* _Aim_:
Rewrite all of the material below as a numbered list, skipping any blank lines. Leave the pictures out of your answer.

* _Supplied data_:
***

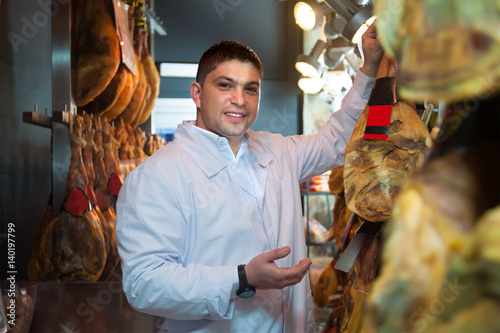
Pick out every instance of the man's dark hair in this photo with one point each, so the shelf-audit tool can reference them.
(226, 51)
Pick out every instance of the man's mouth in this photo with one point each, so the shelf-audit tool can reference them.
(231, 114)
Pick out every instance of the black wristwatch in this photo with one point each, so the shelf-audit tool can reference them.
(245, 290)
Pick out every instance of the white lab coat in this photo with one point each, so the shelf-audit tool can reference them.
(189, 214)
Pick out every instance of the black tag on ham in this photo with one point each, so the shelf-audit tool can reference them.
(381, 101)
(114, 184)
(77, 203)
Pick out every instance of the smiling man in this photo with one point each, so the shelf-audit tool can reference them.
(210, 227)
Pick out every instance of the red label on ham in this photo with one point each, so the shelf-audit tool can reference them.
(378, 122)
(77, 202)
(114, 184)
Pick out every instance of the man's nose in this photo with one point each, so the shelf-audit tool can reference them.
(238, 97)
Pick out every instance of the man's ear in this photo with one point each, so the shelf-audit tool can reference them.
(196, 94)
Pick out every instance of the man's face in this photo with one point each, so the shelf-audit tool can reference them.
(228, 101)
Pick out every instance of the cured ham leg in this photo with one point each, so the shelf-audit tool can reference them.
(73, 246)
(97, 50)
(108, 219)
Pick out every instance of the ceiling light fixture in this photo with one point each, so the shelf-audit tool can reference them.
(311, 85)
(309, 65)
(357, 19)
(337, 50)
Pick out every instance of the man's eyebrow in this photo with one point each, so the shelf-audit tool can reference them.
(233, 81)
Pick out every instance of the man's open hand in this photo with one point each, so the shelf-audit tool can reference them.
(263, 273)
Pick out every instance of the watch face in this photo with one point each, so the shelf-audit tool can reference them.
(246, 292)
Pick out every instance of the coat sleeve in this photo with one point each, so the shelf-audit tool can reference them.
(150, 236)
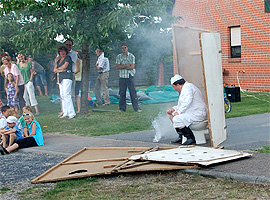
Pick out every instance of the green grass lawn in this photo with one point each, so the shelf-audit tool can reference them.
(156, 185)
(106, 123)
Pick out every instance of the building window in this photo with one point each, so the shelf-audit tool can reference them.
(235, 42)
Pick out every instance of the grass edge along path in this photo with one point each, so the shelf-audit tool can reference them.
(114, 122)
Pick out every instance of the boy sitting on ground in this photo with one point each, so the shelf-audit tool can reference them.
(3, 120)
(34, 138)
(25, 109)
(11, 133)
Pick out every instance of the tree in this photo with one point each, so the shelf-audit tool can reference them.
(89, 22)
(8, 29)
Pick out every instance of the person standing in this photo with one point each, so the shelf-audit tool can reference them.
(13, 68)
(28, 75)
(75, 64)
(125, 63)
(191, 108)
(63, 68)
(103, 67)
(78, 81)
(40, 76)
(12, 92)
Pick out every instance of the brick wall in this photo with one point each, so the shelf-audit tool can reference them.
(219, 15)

***

* _The solution_:
1. Pick out every instance of the man's dark hair in this photo with one point each, so the shelf-audit tool can reference them.
2. (226, 51)
3. Pick out every instance of the man's mouth in this photo with one point each, so the shelf-audit tool can reference them.
4. (231, 114)
5. Pick out every instance of the black wristwatch in this photo with one point each, so the shelf-audit tool can reference them.
6. (245, 290)
7. Pick out every instance of the white lab coat in this photo with one point each, so the shelf-audit tool can reference them.
8. (189, 214)
9. Pick out every instance of the black tag on ham in this photo with one point each, so the shelf-audit tool can reference them.
10. (381, 101)
11. (114, 184)
12. (77, 203)
13. Pick out every instance of the smiling man in this photo with one point each, so the shelf-audit tool can reference them.
14. (210, 227)
15. Pick out every instance of the red label on ham in this photo with one point each, so the shelf-audit tool can reference them.
16. (378, 122)
17. (77, 202)
18. (114, 184)
19. Pick out every instance of the man's nose in this photo with one point each, so the shelf-audit tool can reference them.
20. (238, 97)
21. Pick out every instance of the man's ear in this photo with one point each, so the shelf-audit tool can reference them.
22. (196, 94)
23. Pick out every instance of the man's face in this photo with one point each, so the shelf-audit tool can reference them.
24. (228, 101)
25. Pick out every instance of the cured ham leg in this photo with one point each, so the shelf-audit tool can reference them.
26. (73, 246)
27. (97, 50)
28. (108, 219)
29. Pick out every instance of the ceiling light fixture in this photo with one point each, so the shelf-audit tool can reference them.
30. (311, 85)
31. (309, 65)
32. (357, 19)
33. (337, 50)
34. Pick out every instance of the man's eyebrow in this photo with one point each, so the shelf-audit tool can reference them.
35. (233, 81)
36. Pick out every instance of the man's open hand in this photo with one point each, so the shelf-audit tool can reference them.
37. (263, 273)
38. Pick out every instance of the watch face in this photo with one point each, so the shelf-audit tool can reference them.
39. (246, 292)
40. Pick out every instance of the coat sleeve in this photo with one point each, so the shelf-audit tool can reference them.
41. (150, 236)
42. Pick out every instance of the green grass lawn in this photo with one point each, so the shelf-audit tool can reference them.
43. (156, 185)
44. (106, 123)
45. Pick out every instance of the building window in this photo with one point each, so the shelf-audit tool can reference them.
46. (235, 42)
47. Pick out every instance of the grass edge along path in this photo with one point each, so the shelf-audit tool can reference them.
48. (114, 122)
49. Pick out every instance of the boy sitting on ground in this photo with one point each, so the shelf-audit tool can reference them.
50. (3, 120)
51. (34, 138)
52. (25, 109)
53. (11, 133)
54. Pick out every instance of the tree in this photo with one point each, so the shelf-audit tool can reference them.
55. (89, 22)
56. (8, 29)
57. Pick out every instance of the person standing in this photo with one point each, so the shelf-audit tool can reference them.
58. (13, 68)
59. (28, 75)
60. (75, 64)
61. (125, 63)
62. (191, 108)
63. (63, 68)
64. (103, 67)
65. (78, 81)
66. (40, 76)
67. (12, 92)
68. Pick out every instance of the brick wall in this photo with one point each, so the shelf-audit tool can reference them.
69. (219, 15)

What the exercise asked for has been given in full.